## AIM OF THE EXERCISE
Summarize the thesis abstract on mental health in children with cerebral palsy in two sentences.

## STUDY TEXT
********************

Electronic Thesis and Dissertation Repository

Thesis Format

Integrated Article


Master of Science


Health and Rehabilitation Sciences


Brunton, Laura K.



Fifty-seven percent of children with cerebral palsy (CP) experience mental health symptoms including symptoms of anxiety and depression. Although CP is non progressive, secondary conditions can have progressive effects on an individuals’ functional abilities. Particularly, untreated mental health symptoms can negatively affect a child’s quality of life. Children with CP also experience fatigue, pain, poor physical activity, and sleep disturbances. The presence of these physiological symptoms, separate and in combination, may impact mental health; however, it has not been systematically examined. Identifying factors that contribute to mental health symptoms may prevent the maintenance of these issues into adulthood.

********************

## DATA EXCERPTS
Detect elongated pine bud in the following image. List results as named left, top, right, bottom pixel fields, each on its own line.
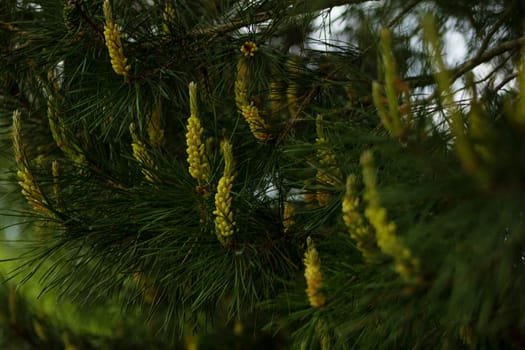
left=283, top=201, right=295, bottom=233
left=303, top=237, right=326, bottom=308
left=213, top=140, right=235, bottom=245
left=186, top=82, right=210, bottom=184
left=241, top=103, right=271, bottom=141
left=286, top=56, right=299, bottom=120
left=104, top=0, right=131, bottom=80
left=148, top=99, right=165, bottom=148
left=361, top=151, right=419, bottom=281
left=240, top=41, right=259, bottom=57
left=162, top=1, right=175, bottom=35
left=342, top=175, right=377, bottom=263
left=12, top=110, right=51, bottom=215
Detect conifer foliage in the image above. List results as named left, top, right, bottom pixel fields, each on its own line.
left=0, top=0, right=525, bottom=349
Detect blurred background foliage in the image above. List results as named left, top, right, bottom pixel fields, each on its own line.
left=0, top=0, right=525, bottom=350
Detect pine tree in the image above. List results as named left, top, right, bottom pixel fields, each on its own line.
left=0, top=0, right=525, bottom=349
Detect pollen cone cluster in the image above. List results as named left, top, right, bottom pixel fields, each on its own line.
left=104, top=0, right=131, bottom=79
left=13, top=111, right=50, bottom=215
left=303, top=237, right=326, bottom=308
left=361, top=152, right=419, bottom=281
left=235, top=41, right=271, bottom=142
left=186, top=82, right=210, bottom=184
left=342, top=175, right=377, bottom=262
left=213, top=140, right=235, bottom=244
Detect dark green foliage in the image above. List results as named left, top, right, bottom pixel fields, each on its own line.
left=0, top=0, right=525, bottom=349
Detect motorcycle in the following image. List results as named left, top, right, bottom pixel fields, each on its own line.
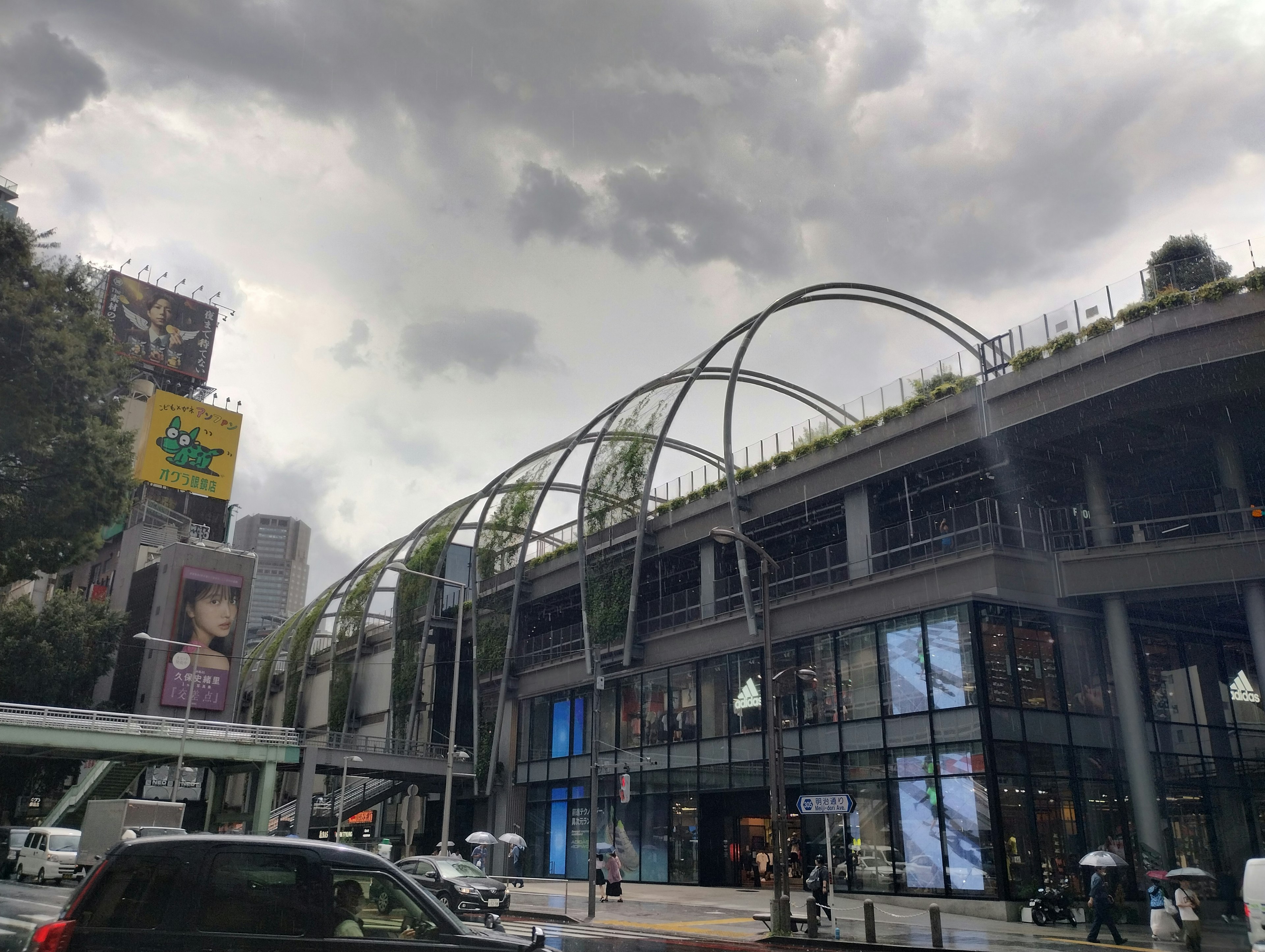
left=1028, top=880, right=1078, bottom=925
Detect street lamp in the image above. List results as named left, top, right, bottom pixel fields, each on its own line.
left=387, top=561, right=470, bottom=856
left=334, top=753, right=364, bottom=843
left=711, top=526, right=791, bottom=934
left=131, top=631, right=202, bottom=803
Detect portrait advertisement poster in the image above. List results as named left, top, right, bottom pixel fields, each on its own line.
left=102, top=271, right=220, bottom=381
left=162, top=565, right=245, bottom=711
left=135, top=391, right=241, bottom=500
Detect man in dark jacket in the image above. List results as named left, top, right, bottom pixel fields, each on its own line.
left=1085, top=866, right=1125, bottom=946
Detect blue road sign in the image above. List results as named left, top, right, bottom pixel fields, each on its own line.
left=798, top=794, right=857, bottom=813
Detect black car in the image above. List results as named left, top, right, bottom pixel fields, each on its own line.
left=0, top=827, right=30, bottom=879
left=30, top=834, right=544, bottom=952
left=396, top=856, right=510, bottom=914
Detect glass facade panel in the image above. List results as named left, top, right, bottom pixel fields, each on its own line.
left=800, top=635, right=839, bottom=724
left=1059, top=618, right=1111, bottom=714
left=926, top=606, right=976, bottom=708
left=1013, top=611, right=1063, bottom=711
left=979, top=606, right=1015, bottom=707
left=669, top=665, right=698, bottom=744
left=893, top=777, right=945, bottom=891
left=698, top=657, right=729, bottom=737
left=616, top=676, right=641, bottom=750
left=641, top=670, right=672, bottom=746
left=839, top=626, right=882, bottom=721
left=878, top=614, right=927, bottom=714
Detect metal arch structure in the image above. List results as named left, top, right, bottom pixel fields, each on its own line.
left=259, top=282, right=987, bottom=814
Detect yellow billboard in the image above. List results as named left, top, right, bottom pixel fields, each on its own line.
left=137, top=391, right=241, bottom=500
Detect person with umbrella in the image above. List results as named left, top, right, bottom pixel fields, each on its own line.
left=1080, top=850, right=1126, bottom=946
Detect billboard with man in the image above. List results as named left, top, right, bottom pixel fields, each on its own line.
left=102, top=271, right=220, bottom=381
left=162, top=565, right=245, bottom=711
left=135, top=391, right=241, bottom=500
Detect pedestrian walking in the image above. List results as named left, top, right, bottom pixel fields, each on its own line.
left=1085, top=866, right=1128, bottom=952
left=1173, top=879, right=1203, bottom=952
left=1146, top=883, right=1178, bottom=942
left=604, top=854, right=624, bottom=903
left=593, top=854, right=606, bottom=903
left=803, top=855, right=832, bottom=919
left=510, top=843, right=522, bottom=889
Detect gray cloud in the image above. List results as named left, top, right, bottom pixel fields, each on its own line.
left=0, top=23, right=106, bottom=158
left=330, top=317, right=369, bottom=370
left=400, top=309, right=558, bottom=379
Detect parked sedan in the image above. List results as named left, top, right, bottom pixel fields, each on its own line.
left=396, top=856, right=510, bottom=913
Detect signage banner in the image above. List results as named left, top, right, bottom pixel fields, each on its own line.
left=162, top=565, right=245, bottom=711
left=102, top=271, right=220, bottom=381
left=135, top=391, right=241, bottom=500
left=798, top=794, right=857, bottom=813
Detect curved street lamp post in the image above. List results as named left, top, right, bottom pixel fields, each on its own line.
left=387, top=561, right=470, bottom=856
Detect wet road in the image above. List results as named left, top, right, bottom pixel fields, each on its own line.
left=0, top=880, right=75, bottom=952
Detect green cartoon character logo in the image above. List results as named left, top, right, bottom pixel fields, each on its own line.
left=154, top=416, right=224, bottom=476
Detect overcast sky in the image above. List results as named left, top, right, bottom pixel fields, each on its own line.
left=0, top=0, right=1265, bottom=595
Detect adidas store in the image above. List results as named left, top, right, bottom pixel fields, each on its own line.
left=515, top=601, right=1265, bottom=901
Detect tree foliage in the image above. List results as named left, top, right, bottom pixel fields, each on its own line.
left=0, top=217, right=131, bottom=584
left=1143, top=234, right=1233, bottom=298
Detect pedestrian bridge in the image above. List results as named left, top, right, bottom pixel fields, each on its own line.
left=0, top=704, right=473, bottom=832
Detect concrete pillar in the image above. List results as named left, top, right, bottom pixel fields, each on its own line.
left=295, top=744, right=316, bottom=839
left=250, top=760, right=277, bottom=836
left=844, top=485, right=872, bottom=579
left=1244, top=582, right=1265, bottom=708
left=1103, top=595, right=1167, bottom=870
left=1084, top=456, right=1167, bottom=874
left=698, top=539, right=716, bottom=618
left=1084, top=456, right=1116, bottom=546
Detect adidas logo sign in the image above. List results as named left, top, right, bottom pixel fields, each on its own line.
left=1229, top=671, right=1261, bottom=707
left=734, top=678, right=760, bottom=711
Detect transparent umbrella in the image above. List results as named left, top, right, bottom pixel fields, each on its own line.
left=1080, top=850, right=1128, bottom=867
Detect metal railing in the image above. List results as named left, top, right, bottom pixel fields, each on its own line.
left=0, top=704, right=302, bottom=746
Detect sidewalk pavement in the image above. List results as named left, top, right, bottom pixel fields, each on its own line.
left=507, top=880, right=1250, bottom=952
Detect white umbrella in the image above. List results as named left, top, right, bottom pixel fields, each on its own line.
left=1167, top=866, right=1214, bottom=879
left=1080, top=850, right=1128, bottom=867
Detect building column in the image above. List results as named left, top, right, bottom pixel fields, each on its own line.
left=250, top=760, right=277, bottom=836
left=1084, top=456, right=1167, bottom=870
left=698, top=539, right=716, bottom=618
left=844, top=484, right=873, bottom=579
left=294, top=744, right=316, bottom=839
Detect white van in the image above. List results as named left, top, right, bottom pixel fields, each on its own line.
left=14, top=827, right=80, bottom=883
left=1244, top=860, right=1265, bottom=952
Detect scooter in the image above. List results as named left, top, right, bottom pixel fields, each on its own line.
left=1028, top=880, right=1078, bottom=925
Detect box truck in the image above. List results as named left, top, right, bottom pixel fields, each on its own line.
left=75, top=800, right=185, bottom=875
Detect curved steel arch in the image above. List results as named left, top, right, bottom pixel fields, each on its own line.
left=723, top=282, right=987, bottom=639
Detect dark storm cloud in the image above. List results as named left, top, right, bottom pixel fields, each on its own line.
left=400, top=309, right=558, bottom=379
left=0, top=23, right=106, bottom=159
left=330, top=317, right=369, bottom=370
left=15, top=0, right=1265, bottom=289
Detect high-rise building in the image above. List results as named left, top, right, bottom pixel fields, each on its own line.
left=233, top=513, right=312, bottom=637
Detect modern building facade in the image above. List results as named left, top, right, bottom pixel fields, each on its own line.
left=244, top=270, right=1265, bottom=913
left=233, top=513, right=312, bottom=635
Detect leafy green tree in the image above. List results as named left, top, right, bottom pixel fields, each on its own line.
left=0, top=217, right=133, bottom=585
left=1143, top=232, right=1233, bottom=298
left=0, top=592, right=125, bottom=822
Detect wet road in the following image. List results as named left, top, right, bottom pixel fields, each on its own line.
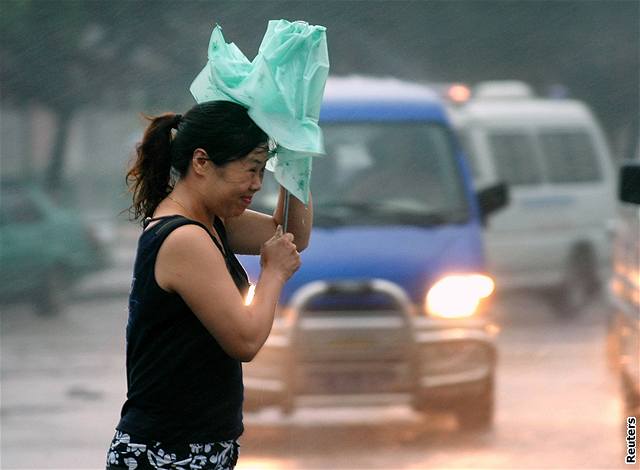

********************

## TASK SOLUTION
Fifty-seven percent of children with cerebral palsy experience mental health symptoms such as anxiety and depression, and although the condition is non-progressive, untreated symptoms can harm a child's quality of life. These children also experience fatigue, pain, poor physical activity, and sleep disturbances, which may affect mental health but have not been systematically examined, and identifying contributing factors may keep these issues from persisting into adulthood.